### Task description
Count how many of the lines below contain the string "negative", and reply with that number alone.

### Data for review

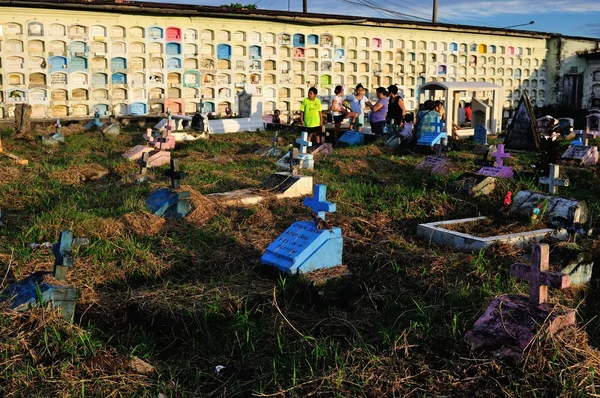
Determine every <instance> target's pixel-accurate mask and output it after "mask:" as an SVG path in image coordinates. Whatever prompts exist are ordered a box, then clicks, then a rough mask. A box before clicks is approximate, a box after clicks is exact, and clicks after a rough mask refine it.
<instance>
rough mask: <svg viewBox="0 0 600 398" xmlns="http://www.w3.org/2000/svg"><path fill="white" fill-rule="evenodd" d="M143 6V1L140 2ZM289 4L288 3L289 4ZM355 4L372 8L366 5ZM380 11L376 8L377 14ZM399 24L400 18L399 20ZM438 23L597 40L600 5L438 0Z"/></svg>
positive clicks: (358, 11)
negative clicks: (503, 28) (513, 25)
mask: <svg viewBox="0 0 600 398" xmlns="http://www.w3.org/2000/svg"><path fill="white" fill-rule="evenodd" d="M141 1H145V0H141ZM153 1H156V2H161V3H174V4H195V5H210V6H219V5H222V4H230V3H232V2H233V3H237V2H239V3H241V4H244V5H245V4H251V3H256V6H257V7H258V8H259V9H268V10H284V11H287V10H288V4H289V10H290V11H302V0H153ZM288 1H289V3H288ZM307 1H308V11H309V12H316V13H324V14H335V15H352V16H367V17H379V18H392V19H394V18H398V15H395V16H394V15H392V14H390V13H388V12H387V11H392V12H395V13H402V14H407V16H402V18H404V19H413V20H418V21H424V20H427V21H430V20H431V10H432V3H433V0H425V1H422V0H386V1H379V0H318V1H315V0H307ZM359 3H363V4H365V3H371V5H370V6H365V5H359ZM377 8H380V9H377ZM398 19H399V18H398ZM438 21H439V22H446V23H455V24H462V25H475V26H483V27H494V28H505V27H509V26H512V25H519V24H528V23H529V22H530V21H535V24H533V25H527V26H521V27H516V28H514V29H523V30H532V31H537V32H553V33H562V34H564V35H570V36H584V37H594V38H600V0H578V1H575V0H543V1H542V0H483V1H464V0H438Z"/></svg>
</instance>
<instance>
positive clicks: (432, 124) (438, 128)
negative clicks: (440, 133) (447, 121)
mask: <svg viewBox="0 0 600 398" xmlns="http://www.w3.org/2000/svg"><path fill="white" fill-rule="evenodd" d="M431 125H432V126H433V127H435V131H434V133H436V134H440V133H441V132H442V127H444V123H443V122H442V121H441V120H440V118H439V117H436V118H435V122H433V123H431Z"/></svg>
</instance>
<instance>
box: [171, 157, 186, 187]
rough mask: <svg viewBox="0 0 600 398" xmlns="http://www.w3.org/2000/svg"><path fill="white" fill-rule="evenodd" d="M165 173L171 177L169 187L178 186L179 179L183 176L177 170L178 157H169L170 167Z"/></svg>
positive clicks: (177, 165)
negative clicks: (170, 159) (171, 157)
mask: <svg viewBox="0 0 600 398" xmlns="http://www.w3.org/2000/svg"><path fill="white" fill-rule="evenodd" d="M167 175H168V176H169V177H171V189H177V188H179V181H181V178H182V177H183V173H182V172H180V171H179V159H174V158H171V168H170V169H169V171H168V172H167Z"/></svg>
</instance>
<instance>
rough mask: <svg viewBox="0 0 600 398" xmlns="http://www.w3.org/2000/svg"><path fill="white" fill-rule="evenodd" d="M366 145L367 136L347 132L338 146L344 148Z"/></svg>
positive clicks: (338, 143) (339, 141)
mask: <svg viewBox="0 0 600 398" xmlns="http://www.w3.org/2000/svg"><path fill="white" fill-rule="evenodd" d="M364 143H365V135H364V134H363V133H359V132H358V131H351V130H348V131H346V132H345V133H344V134H343V135H342V136H341V137H340V138H339V139H338V142H337V145H338V146H340V147H344V146H355V145H364Z"/></svg>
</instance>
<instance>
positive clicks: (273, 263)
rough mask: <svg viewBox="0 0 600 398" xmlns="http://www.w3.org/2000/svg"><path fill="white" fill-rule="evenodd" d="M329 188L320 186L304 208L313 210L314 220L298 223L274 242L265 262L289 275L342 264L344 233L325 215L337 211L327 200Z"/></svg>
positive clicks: (272, 243)
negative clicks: (308, 208) (342, 232)
mask: <svg viewBox="0 0 600 398" xmlns="http://www.w3.org/2000/svg"><path fill="white" fill-rule="evenodd" d="M326 190H327V188H326V186H325V185H321V184H317V185H315V189H314V196H313V197H312V198H305V199H304V205H305V206H308V207H310V208H311V210H312V213H313V214H312V216H313V220H311V221H298V222H295V223H294V224H292V225H291V226H290V227H289V228H288V229H287V230H285V232H284V233H283V234H281V235H280V236H279V237H278V238H277V239H275V241H274V242H273V243H271V244H270V245H269V246H268V247H267V249H266V252H265V254H264V255H263V256H262V258H261V262H262V263H263V264H266V265H270V266H273V267H276V268H277V269H279V270H280V271H282V272H285V273H306V272H310V271H315V270H319V269H323V268H331V267H335V266H338V265H341V264H342V248H343V238H342V230H341V229H340V228H337V227H332V226H330V225H329V224H328V223H327V221H325V214H326V213H327V212H329V213H331V212H334V211H335V210H336V205H335V204H334V203H330V202H327V201H326V200H325V194H326Z"/></svg>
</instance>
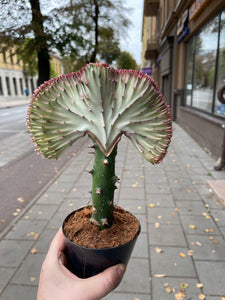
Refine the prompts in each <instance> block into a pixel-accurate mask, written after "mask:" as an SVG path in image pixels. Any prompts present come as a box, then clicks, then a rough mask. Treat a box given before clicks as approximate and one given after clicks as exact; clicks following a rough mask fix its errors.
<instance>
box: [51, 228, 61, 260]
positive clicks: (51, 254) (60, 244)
mask: <svg viewBox="0 0 225 300" xmlns="http://www.w3.org/2000/svg"><path fill="white" fill-rule="evenodd" d="M64 248H65V239H64V236H63V233H62V229H61V228H60V229H59V230H58V232H57V233H56V235H55V237H54V239H53V240H52V242H51V245H50V247H49V250H48V254H47V256H48V258H49V259H51V260H52V259H54V260H55V261H57V260H58V259H59V255H60V253H61V252H63V251H64Z"/></svg>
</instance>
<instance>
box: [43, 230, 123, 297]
mask: <svg viewBox="0 0 225 300" xmlns="http://www.w3.org/2000/svg"><path fill="white" fill-rule="evenodd" d="M64 246H65V245H64V236H63V233H62V229H59V231H58V232H57V234H56V236H55V238H54V239H53V241H52V243H51V245H50V248H49V250H48V253H47V255H46V258H45V260H44V262H43V264H42V268H41V273H40V280H39V287H38V294H37V300H51V299H52V300H53V299H54V300H62V299H66V300H98V299H101V298H102V297H104V296H106V295H107V294H108V293H109V292H111V291H112V290H113V289H114V288H115V287H116V285H117V284H118V283H119V281H120V280H121V279H122V277H123V274H124V272H125V266H124V265H122V264H119V265H116V266H113V267H110V268H108V269H106V270H105V271H104V272H102V273H100V274H98V275H95V276H93V277H90V278H87V279H81V278H79V277H77V276H76V275H74V274H72V273H71V272H70V271H69V270H68V269H67V268H66V267H65V265H66V257H65V255H64V253H63V251H64Z"/></svg>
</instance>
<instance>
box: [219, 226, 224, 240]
mask: <svg viewBox="0 0 225 300" xmlns="http://www.w3.org/2000/svg"><path fill="white" fill-rule="evenodd" d="M220 230H221V232H222V234H223V236H224V238H225V227H220Z"/></svg>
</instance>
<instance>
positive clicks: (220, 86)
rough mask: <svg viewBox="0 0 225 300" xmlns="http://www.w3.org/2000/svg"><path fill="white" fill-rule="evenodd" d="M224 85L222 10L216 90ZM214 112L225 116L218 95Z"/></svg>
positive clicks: (217, 90) (223, 23) (223, 21)
mask: <svg viewBox="0 0 225 300" xmlns="http://www.w3.org/2000/svg"><path fill="white" fill-rule="evenodd" d="M222 85H225V11H223V12H222V14H221V20H220V31H219V52H218V64H217V80H216V92H217V91H218V90H219V88H220V87H221V86H222ZM214 112H215V114H217V115H223V116H225V104H221V103H220V101H219V100H218V99H217V97H216V99H215V106H214Z"/></svg>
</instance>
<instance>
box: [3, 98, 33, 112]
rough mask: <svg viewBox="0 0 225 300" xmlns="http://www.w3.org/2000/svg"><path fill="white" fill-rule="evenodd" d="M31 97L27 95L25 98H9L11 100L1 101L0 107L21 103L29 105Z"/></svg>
mask: <svg viewBox="0 0 225 300" xmlns="http://www.w3.org/2000/svg"><path fill="white" fill-rule="evenodd" d="M30 100H31V97H27V99H24V100H15V101H14V100H9V101H0V109H1V108H9V107H14V106H20V105H28V104H29V103H30Z"/></svg>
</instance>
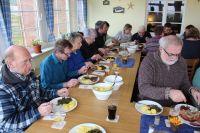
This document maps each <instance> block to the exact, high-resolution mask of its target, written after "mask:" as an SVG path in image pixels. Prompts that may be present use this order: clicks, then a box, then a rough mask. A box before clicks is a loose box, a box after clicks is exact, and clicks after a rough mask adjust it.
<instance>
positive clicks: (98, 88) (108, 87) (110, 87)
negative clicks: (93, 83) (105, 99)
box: [94, 87, 112, 92]
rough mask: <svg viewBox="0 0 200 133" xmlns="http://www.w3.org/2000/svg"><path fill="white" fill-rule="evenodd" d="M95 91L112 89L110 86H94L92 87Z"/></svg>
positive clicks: (109, 89)
mask: <svg viewBox="0 0 200 133" xmlns="http://www.w3.org/2000/svg"><path fill="white" fill-rule="evenodd" d="M94 89H95V90H96V91H102V92H105V91H109V90H111V89H112V87H95V88H94Z"/></svg>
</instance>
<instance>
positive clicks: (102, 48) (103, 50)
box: [98, 48, 106, 55]
mask: <svg viewBox="0 0 200 133" xmlns="http://www.w3.org/2000/svg"><path fill="white" fill-rule="evenodd" d="M98 50H99V51H100V52H101V53H102V54H104V55H105V54H106V50H105V49H104V48H99V49H98Z"/></svg>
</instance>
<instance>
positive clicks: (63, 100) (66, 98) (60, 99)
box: [58, 97, 72, 105]
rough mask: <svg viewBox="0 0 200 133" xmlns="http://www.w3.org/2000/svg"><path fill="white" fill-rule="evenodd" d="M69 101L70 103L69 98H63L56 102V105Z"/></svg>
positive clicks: (64, 102)
mask: <svg viewBox="0 0 200 133" xmlns="http://www.w3.org/2000/svg"><path fill="white" fill-rule="evenodd" d="M71 101H72V98H71V97H68V98H65V97H63V98H62V99H59V100H58V105H63V104H68V103H70V102H71Z"/></svg>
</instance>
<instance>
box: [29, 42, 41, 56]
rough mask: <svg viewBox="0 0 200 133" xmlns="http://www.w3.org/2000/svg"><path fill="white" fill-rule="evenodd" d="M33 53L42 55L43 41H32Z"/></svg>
mask: <svg viewBox="0 0 200 133" xmlns="http://www.w3.org/2000/svg"><path fill="white" fill-rule="evenodd" d="M31 44H32V46H33V51H34V52H35V53H42V50H41V41H40V40H32V43H31Z"/></svg>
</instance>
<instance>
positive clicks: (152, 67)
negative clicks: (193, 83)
mask: <svg viewBox="0 0 200 133" xmlns="http://www.w3.org/2000/svg"><path fill="white" fill-rule="evenodd" d="M159 43H160V48H159V51H157V52H155V53H149V54H148V55H147V56H146V57H145V58H144V59H143V61H142V64H141V67H140V70H139V79H138V85H139V93H140V98H141V99H151V100H154V101H157V102H159V103H160V104H162V105H164V106H171V105H173V104H176V103H179V102H188V101H190V99H189V97H190V95H192V96H193V97H194V99H195V100H196V101H197V103H200V93H199V92H198V91H197V90H196V89H195V88H194V87H193V86H191V84H190V82H189V79H188V73H187V65H186V62H185V60H184V59H183V58H182V57H181V56H180V53H181V50H182V47H183V42H182V40H181V39H180V38H178V37H177V36H174V35H169V36H166V37H163V38H161V39H160V41H159Z"/></svg>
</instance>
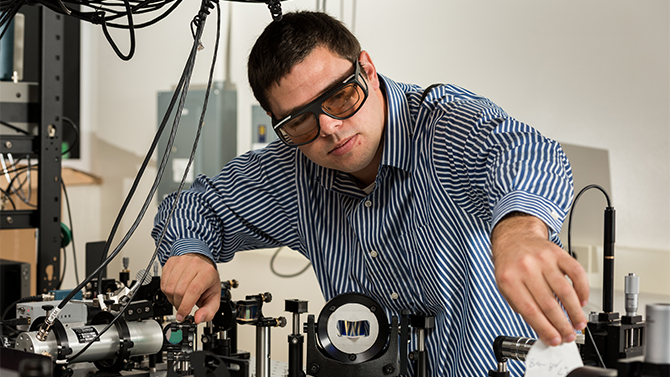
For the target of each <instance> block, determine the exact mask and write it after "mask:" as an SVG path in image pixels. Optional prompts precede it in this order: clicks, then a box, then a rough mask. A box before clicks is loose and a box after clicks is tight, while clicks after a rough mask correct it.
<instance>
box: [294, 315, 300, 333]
mask: <svg viewBox="0 0 670 377" xmlns="http://www.w3.org/2000/svg"><path fill="white" fill-rule="evenodd" d="M293 335H300V313H293Z"/></svg>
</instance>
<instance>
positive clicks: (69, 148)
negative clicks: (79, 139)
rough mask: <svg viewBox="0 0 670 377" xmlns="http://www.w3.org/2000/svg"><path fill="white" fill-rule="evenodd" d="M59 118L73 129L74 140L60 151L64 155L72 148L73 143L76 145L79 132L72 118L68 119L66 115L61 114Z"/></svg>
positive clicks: (78, 128) (76, 143)
mask: <svg viewBox="0 0 670 377" xmlns="http://www.w3.org/2000/svg"><path fill="white" fill-rule="evenodd" d="M61 118H62V119H63V120H64V121H65V123H67V124H69V125H70V127H72V129H73V130H74V141H73V142H72V143H71V144H70V147H69V148H68V149H67V150H66V151H64V152H62V153H61V155H63V156H65V155H66V154H68V153H70V151H71V150H72V148H74V147H75V145H77V143H78V142H79V133H80V132H79V126H77V125H76V124H75V123H74V122H73V121H72V119H70V118H68V117H66V116H63V117H61Z"/></svg>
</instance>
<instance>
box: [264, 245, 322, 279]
mask: <svg viewBox="0 0 670 377" xmlns="http://www.w3.org/2000/svg"><path fill="white" fill-rule="evenodd" d="M282 249H283V247H279V248H277V250H275V252H274V254H272V258H270V271H272V273H273V274H275V275H277V276H279V277H280V278H287V279H288V278H294V277H296V276H300V275H302V274H303V273H304V272H305V271H307V270H308V269H309V268H310V267H311V266H312V263H310V262H307V265H306V266H305V267H303V268H302V270H300V271H298V272H296V273H293V274H282V273H279V272H277V270H276V269H275V267H274V263H275V259H276V258H277V255H279V252H280V251H281V250H282Z"/></svg>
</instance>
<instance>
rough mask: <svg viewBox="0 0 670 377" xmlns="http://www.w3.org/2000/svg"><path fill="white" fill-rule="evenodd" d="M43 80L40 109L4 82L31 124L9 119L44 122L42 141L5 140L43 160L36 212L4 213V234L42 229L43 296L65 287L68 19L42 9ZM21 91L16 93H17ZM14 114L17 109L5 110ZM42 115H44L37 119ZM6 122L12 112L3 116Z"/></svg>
mask: <svg viewBox="0 0 670 377" xmlns="http://www.w3.org/2000/svg"><path fill="white" fill-rule="evenodd" d="M39 14H40V17H39V19H40V28H41V32H40V43H39V45H40V62H41V68H40V80H39V97H38V101H39V102H38V104H37V106H34V105H33V106H31V104H30V102H29V99H30V96H29V95H28V94H29V93H28V92H29V91H30V88H29V85H28V84H26V85H25V86H20V84H21V83H19V84H14V83H11V82H2V83H0V84H2V91H3V92H4V93H3V94H2V97H3V100H4V98H5V96H7V94H8V93H10V95H15V96H17V97H18V96H20V93H21V92H22V91H23V92H26V97H27V98H26V99H25V101H20V103H15V104H14V105H16V106H14V108H21V107H22V106H23V110H22V111H18V112H17V113H18V114H24V115H25V116H26V117H27V118H30V119H7V120H8V121H15V122H30V121H39V132H38V135H37V136H31V135H26V136H24V135H0V139H2V141H1V142H0V153H3V154H6V153H12V154H16V155H29V156H30V157H31V158H37V159H38V162H39V165H38V199H37V209H36V210H14V211H0V228H1V229H21V228H37V276H36V280H37V281H36V283H37V285H36V286H37V292H38V293H44V292H47V291H49V290H53V289H56V288H57V287H58V286H59V283H60V244H61V236H60V229H61V228H60V223H61V218H60V214H61V158H62V156H61V141H62V129H61V128H62V127H61V126H62V117H63V115H62V113H63V101H62V99H63V81H64V80H63V48H64V39H63V31H64V16H62V15H60V14H57V13H54V12H52V11H51V10H48V9H46V8H45V7H43V6H40V11H39ZM12 85H16V89H15V88H14V87H12ZM5 108H12V106H5ZM38 110H39V115H37V114H34V113H35V112H37V111H38ZM2 116H3V117H5V116H9V117H10V118H11V117H12V112H7V111H3V114H2Z"/></svg>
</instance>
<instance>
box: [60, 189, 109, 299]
mask: <svg viewBox="0 0 670 377" xmlns="http://www.w3.org/2000/svg"><path fill="white" fill-rule="evenodd" d="M60 185H61V187H62V188H63V196H65V204H66V207H67V217H68V220H69V222H70V238H71V239H70V243H71V244H72V260H73V261H74V262H73V264H74V277H75V281H76V282H77V284H79V268H78V267H77V249H76V247H75V242H74V227H73V226H72V212H71V211H70V199H69V198H68V196H67V189H66V188H65V182H63V180H62V179H61V180H60ZM63 255H65V254H64V253H63ZM63 276H65V272H63ZM62 282H63V279H62V278H61V283H62ZM98 285H101V284H98ZM77 292H78V291H77Z"/></svg>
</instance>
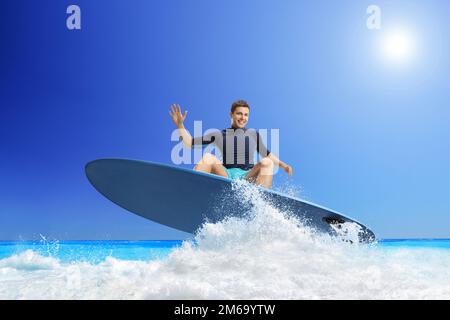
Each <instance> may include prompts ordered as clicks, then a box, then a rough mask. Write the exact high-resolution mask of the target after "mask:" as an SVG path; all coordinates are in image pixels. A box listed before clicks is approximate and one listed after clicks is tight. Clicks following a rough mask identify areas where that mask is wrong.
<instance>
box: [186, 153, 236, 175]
mask: <svg viewBox="0 0 450 320" xmlns="http://www.w3.org/2000/svg"><path fill="white" fill-rule="evenodd" d="M194 170H196V171H202V172H207V173H212V174H217V175H219V176H222V177H228V174H227V171H226V170H225V167H224V166H223V165H222V162H220V161H219V159H217V158H216V157H215V156H214V155H212V154H211V153H205V154H204V155H203V157H202V159H201V160H200V161H199V162H198V163H197V165H196V166H195V167H194Z"/></svg>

### Solved problem
7